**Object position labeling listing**
>>>>>
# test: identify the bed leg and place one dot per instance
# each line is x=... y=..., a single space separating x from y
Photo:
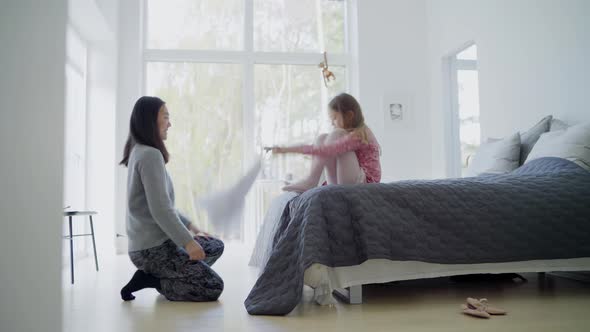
x=351 y=295
x=355 y=293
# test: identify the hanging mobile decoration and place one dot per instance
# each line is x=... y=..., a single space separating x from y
x=326 y=73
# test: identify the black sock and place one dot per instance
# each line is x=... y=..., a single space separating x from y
x=139 y=281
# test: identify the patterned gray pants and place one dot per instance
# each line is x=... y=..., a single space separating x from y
x=182 y=279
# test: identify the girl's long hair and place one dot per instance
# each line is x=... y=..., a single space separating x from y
x=343 y=103
x=143 y=127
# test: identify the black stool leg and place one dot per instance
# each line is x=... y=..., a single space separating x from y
x=93 y=242
x=71 y=250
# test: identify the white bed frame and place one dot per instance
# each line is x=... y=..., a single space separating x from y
x=346 y=282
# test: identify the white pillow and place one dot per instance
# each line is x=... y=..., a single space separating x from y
x=572 y=144
x=557 y=124
x=501 y=156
<<<<<
**WORK TO BE COMPLETED**
Can you quote every line of the listing above verbatim, leaving out the pictures?

**THE OUTPUT**
# test: identify the bed leg and place one dot per instance
# each line is x=... y=..., a single space separating x from y
Photo:
x=351 y=295
x=355 y=293
# test: identify the hanging mobile decoration and place one dot per instance
# each line is x=... y=..., a single space separating x from y
x=326 y=73
# test: identify the black sock and place one dot per instance
# each line is x=... y=..., a single space separating x from y
x=139 y=281
# test: identify the patterned gray pants and place one dot per instance
# each line is x=... y=..., a single space separating x from y
x=182 y=279
# test: identify the girl's long hair and place one dot per instance
# each line is x=... y=..., a single space separating x from y
x=343 y=103
x=143 y=127
# test: identify the black stool leg and place one dot per instance
# each line is x=... y=..., a single space separating x from y
x=93 y=242
x=71 y=250
# test: identify the white bed frame and place one dot per instance
# each line is x=... y=..., a single space separating x from y
x=346 y=282
# test: identify the white pillow and place one dot per instance
# each line is x=... y=..., a single space separating x from y
x=572 y=144
x=557 y=124
x=501 y=156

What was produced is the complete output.